### What you have to do
Answer these questions from the article on gated content below.
(a) According to NetLine's 2025 figures, by how much have gated registrations risen since 2020?
(b) By Vidyard's count, what share of people who fill out a form ever open what they asked for?
(c) According to David Meerman Scott, how many times more often is ungated content downloaded than the same asset behind a form?

You know the feeling. A campaign hits its lead target, the dashboard turns green, and three weeks later sales hands half of it back. Some emails bounced. The rest resolved to real people who never wanted a call. The gate did its job. That's the problem.

The gated-versus-ungated debate is exhausted, and you've sat through every round of it. So let's skip the part where someone declares the form dead. It isn't. The question worth your time is where the gate belongs, and whether yours sits on a buying signal or on a quota.

Article Summary:

Gating by default is the real failure. Decide each asset on two axes, buyer intent and funnel stage, instead of asset type or this quarter's lead target. Gate where high intent meets a late-stage asset. Open everything else and read interest from behavior.

Key takeaways

  • Most "lead quality" problems are gate-placement problems, not content problems.
  • Cybersecurity buyers research anonymously and screen hundreds of pitches a month, so a misplaced gate costs more here than almost anywhere.
  • Measure gates on accepted pipeline, not form fills, or you'll keep rewarding the wrong behavior.

The gate is rising, and that's not the good news it sounds like

The inconvenient part: gated content isn't fading. NetLine's 2025 figures put gated registrations up almost 84% since 2020, with nearly 8 million of them in a single year. Marketers are gating more, not less.

At the same time, the leads are getting worse. Median MQL-to-SQL conversion across B2B slid from 13% in 2024 to 9.8% in 2026, on Forrester and Demand Gen Report numbers. Roughly a third of leads bought from third-party vendors this year are outright fraudulent. And only 62% of people who fill out a form ever open the thing they asked for, by Vidyard's count.

Put those together and the picture is clear. We're gating more than ever, and placing those gates worse than ever. The form has become a reflex, dropped in front of content because that's how a lead gets counted, not because the visitor was anywhere close to buying.

What actually deserves a form

The old test still works: would you hand over your own work email for this? If the honest answer is no, you're collecting fake addresses and calling them pipeline. Buyers worked this out years ago. One marketer called the form a "necessary evil" and described the snarky throwaway emails people leave on the way through. You've seen them in your own CRM.

The email test is only half of it, though. The sharper filter is value and timing together. A form earns its place when two things are true at once: the asset gives the buyer something they can't get free elsewhere, and the buyer is far enough along to want a conversation anyway.

That second condition is where most programs fall down. A benchmark report, an ROI model, original research, a live webinar: these clear the value bar. Generic ebooks, "ultimate guides," and 101-level explainers don't, and gating them taxes the exact people most likely to share your work. David Meerman Scott has noted that ungated content gets downloaded 20 to 50 times more often than the same asset behind a form. For top-of-funnel material, that reach is the whole point.

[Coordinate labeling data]
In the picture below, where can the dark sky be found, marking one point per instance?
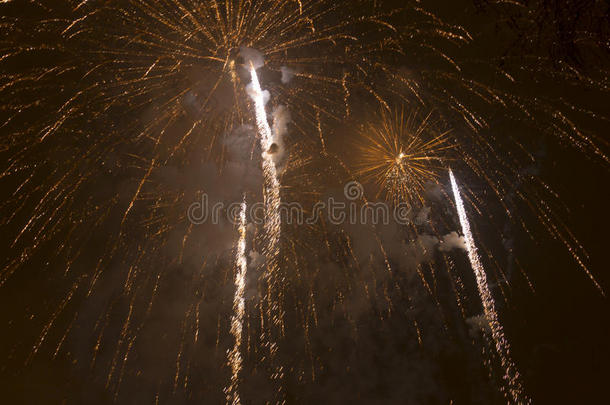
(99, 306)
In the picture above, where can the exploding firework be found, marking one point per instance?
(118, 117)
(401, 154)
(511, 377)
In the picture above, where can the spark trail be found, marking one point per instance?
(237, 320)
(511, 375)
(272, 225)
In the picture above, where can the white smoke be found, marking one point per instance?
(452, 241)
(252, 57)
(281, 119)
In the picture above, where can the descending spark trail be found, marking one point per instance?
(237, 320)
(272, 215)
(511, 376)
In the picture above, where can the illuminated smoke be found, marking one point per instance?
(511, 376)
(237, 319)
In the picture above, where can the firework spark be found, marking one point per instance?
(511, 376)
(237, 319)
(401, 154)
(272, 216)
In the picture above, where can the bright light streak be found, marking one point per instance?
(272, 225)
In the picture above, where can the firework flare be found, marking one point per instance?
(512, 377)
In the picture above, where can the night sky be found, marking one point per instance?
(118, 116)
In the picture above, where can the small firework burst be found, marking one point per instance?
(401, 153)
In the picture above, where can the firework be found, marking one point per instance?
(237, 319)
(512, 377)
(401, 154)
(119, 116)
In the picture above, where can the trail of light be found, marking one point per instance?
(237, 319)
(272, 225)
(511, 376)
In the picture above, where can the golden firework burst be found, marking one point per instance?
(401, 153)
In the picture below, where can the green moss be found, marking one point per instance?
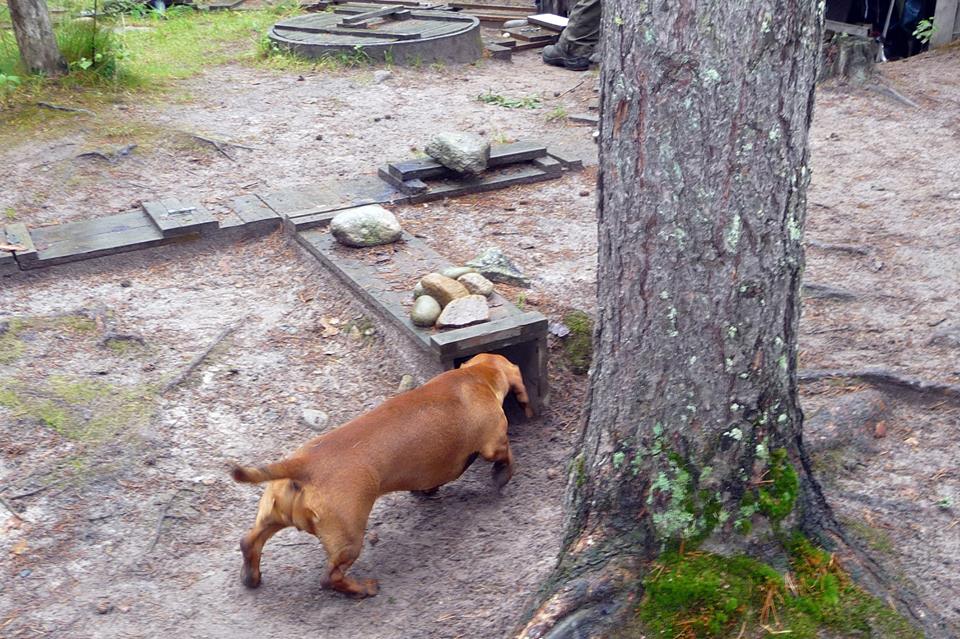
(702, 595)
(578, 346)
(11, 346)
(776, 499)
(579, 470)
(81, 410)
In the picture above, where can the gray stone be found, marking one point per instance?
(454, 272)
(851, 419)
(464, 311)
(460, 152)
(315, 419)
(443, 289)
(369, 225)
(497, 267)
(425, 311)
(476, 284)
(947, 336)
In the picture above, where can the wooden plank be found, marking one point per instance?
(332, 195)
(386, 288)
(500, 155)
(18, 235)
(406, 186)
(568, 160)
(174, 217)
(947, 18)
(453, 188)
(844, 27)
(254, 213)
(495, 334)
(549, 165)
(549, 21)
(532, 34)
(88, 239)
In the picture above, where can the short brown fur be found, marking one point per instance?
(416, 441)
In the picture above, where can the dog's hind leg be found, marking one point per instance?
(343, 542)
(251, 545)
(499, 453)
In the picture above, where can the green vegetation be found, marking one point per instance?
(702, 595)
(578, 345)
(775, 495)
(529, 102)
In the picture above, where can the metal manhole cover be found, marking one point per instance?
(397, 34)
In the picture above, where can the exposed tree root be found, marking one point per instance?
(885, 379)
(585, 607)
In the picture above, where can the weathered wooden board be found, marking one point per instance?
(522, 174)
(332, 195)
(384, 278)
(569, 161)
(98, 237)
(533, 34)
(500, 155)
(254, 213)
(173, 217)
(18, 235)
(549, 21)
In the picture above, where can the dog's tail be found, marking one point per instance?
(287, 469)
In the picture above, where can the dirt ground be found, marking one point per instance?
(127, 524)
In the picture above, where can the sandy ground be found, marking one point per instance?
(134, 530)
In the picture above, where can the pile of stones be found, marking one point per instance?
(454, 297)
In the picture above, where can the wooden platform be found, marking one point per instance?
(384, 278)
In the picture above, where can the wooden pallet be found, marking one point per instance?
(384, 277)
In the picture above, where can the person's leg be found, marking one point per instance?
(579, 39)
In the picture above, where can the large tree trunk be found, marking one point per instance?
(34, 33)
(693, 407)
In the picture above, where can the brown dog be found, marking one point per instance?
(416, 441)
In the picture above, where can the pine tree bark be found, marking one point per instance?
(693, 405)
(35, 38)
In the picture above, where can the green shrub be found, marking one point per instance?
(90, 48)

### Solution to the problem
(a) Almost 84%.
(b) 62%.
(c) 20 to 50 times more often.